** BEGIN Information supplied **

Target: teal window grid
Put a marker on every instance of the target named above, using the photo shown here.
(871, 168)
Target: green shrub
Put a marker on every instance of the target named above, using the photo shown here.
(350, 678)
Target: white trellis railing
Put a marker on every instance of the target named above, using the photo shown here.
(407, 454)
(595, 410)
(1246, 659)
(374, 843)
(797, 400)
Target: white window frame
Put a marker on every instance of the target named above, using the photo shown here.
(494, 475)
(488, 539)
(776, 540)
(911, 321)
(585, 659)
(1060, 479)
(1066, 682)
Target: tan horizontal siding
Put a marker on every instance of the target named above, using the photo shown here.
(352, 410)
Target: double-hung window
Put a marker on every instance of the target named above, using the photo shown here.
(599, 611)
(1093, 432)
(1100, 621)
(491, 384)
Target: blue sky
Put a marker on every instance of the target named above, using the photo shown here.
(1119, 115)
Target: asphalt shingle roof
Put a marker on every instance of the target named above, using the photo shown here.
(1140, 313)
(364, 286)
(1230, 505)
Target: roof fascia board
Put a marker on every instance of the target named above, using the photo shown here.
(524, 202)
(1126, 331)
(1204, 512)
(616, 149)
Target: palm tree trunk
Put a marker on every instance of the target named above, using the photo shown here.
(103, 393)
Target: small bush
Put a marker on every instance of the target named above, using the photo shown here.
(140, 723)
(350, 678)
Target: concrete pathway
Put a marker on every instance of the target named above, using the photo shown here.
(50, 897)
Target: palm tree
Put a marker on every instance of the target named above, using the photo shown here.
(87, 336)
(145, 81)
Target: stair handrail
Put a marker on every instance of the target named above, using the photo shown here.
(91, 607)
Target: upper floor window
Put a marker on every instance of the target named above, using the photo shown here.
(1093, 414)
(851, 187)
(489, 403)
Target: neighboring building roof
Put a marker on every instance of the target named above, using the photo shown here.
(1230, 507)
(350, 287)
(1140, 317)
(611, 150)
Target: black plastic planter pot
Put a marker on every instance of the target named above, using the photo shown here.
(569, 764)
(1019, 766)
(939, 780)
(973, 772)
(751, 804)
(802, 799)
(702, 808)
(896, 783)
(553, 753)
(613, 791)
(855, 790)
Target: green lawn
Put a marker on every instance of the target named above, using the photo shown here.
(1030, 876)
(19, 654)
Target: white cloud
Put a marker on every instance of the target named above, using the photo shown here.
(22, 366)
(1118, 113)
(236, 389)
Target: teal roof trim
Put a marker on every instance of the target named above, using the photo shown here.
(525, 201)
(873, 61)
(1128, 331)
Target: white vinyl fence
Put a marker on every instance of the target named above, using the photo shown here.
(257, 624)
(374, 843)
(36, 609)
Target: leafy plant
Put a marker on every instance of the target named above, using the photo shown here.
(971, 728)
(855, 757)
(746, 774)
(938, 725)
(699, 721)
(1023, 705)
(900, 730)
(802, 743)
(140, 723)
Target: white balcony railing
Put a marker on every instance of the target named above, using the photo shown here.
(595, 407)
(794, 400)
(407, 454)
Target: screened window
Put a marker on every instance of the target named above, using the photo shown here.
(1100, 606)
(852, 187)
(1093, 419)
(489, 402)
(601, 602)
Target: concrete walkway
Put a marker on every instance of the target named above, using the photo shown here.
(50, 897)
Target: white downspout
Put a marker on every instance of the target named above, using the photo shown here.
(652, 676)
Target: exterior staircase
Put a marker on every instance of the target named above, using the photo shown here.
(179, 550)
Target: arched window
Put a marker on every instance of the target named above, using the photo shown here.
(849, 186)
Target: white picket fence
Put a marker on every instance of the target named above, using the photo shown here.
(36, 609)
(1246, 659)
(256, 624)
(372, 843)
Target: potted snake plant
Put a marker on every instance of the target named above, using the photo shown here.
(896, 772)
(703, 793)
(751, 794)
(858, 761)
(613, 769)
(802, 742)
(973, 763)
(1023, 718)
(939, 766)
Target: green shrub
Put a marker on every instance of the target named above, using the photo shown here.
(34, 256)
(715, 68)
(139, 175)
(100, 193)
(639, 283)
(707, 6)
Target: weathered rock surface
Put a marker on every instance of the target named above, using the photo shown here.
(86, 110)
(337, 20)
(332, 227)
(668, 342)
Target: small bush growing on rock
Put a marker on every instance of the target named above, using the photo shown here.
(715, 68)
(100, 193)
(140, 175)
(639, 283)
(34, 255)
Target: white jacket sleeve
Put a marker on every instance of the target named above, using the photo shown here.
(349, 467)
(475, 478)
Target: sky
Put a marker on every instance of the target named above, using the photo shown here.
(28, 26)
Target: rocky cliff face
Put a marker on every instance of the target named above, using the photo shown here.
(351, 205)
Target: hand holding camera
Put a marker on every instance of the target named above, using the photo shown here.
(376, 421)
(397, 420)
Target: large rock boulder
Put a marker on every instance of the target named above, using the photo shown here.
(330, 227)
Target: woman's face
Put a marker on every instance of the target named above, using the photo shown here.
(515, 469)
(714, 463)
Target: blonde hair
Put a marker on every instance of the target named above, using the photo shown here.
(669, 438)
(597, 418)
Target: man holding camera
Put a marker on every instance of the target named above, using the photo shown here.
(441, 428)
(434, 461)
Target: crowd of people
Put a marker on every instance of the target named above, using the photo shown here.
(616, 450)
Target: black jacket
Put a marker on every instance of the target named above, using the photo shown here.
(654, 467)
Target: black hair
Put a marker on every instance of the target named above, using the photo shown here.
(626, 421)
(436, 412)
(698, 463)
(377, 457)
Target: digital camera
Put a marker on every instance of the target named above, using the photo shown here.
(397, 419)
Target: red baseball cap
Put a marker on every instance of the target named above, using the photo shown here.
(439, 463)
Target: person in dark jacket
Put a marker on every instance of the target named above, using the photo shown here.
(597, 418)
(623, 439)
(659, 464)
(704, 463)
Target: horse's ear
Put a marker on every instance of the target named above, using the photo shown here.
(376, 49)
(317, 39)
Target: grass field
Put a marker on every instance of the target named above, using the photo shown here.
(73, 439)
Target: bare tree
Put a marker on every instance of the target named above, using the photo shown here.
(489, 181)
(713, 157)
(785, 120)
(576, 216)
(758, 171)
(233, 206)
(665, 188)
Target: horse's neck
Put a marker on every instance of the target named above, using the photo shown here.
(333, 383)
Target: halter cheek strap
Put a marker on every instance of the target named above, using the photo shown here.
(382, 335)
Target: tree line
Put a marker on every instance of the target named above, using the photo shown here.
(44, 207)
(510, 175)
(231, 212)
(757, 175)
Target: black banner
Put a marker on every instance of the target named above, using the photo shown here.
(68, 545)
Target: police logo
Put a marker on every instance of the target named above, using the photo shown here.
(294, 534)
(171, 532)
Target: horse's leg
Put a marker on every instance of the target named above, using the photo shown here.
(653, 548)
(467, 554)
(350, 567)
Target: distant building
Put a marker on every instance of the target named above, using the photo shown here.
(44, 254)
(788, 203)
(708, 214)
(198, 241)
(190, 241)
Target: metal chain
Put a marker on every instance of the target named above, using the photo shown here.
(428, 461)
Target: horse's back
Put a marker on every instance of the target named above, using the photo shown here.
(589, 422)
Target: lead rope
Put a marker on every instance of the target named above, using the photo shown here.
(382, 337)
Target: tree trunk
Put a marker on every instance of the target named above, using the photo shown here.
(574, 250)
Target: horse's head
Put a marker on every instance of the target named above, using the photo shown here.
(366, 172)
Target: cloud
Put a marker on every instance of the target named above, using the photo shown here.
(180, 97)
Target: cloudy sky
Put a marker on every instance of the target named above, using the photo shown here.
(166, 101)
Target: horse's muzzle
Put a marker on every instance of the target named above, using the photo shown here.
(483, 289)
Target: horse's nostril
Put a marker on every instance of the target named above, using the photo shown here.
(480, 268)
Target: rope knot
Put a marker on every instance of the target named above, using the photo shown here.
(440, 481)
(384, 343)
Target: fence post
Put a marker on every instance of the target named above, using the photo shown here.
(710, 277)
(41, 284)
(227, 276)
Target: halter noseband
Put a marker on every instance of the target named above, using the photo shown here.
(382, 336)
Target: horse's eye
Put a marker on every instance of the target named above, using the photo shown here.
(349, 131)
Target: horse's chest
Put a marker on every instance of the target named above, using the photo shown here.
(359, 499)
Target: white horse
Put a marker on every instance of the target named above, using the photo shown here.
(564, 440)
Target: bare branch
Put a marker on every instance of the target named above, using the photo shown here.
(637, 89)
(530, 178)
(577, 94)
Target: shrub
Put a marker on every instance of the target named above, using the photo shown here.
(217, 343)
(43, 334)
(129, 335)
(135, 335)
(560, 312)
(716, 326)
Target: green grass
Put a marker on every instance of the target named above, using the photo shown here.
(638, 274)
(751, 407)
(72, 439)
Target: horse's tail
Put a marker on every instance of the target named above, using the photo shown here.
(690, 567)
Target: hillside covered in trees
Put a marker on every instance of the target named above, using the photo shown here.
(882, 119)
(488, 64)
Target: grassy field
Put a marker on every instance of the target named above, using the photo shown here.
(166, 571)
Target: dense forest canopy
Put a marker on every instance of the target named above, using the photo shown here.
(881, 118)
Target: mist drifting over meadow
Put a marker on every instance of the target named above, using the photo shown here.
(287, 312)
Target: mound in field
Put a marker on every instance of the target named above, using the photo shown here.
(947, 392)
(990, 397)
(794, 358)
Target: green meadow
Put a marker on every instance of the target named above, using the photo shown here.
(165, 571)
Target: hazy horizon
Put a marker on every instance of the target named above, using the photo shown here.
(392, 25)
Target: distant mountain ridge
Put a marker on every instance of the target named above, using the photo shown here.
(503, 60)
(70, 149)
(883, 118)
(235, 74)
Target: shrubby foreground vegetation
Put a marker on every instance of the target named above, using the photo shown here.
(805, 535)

** END Information supplied **

## [Aim]
Please repeat the rows that begin with the line containing "Target: white cloud" and end with the line containing "(1128, 331)", both included.

## [Output of the task]
Target: white cloud
Put a marker on every instance of the target named above, using the photo shown here.
(22, 366)
(1118, 113)
(236, 389)
Target: teal roof trim
Put a marker on every instance of the target named above, using the photo shown here.
(525, 201)
(873, 61)
(1128, 331)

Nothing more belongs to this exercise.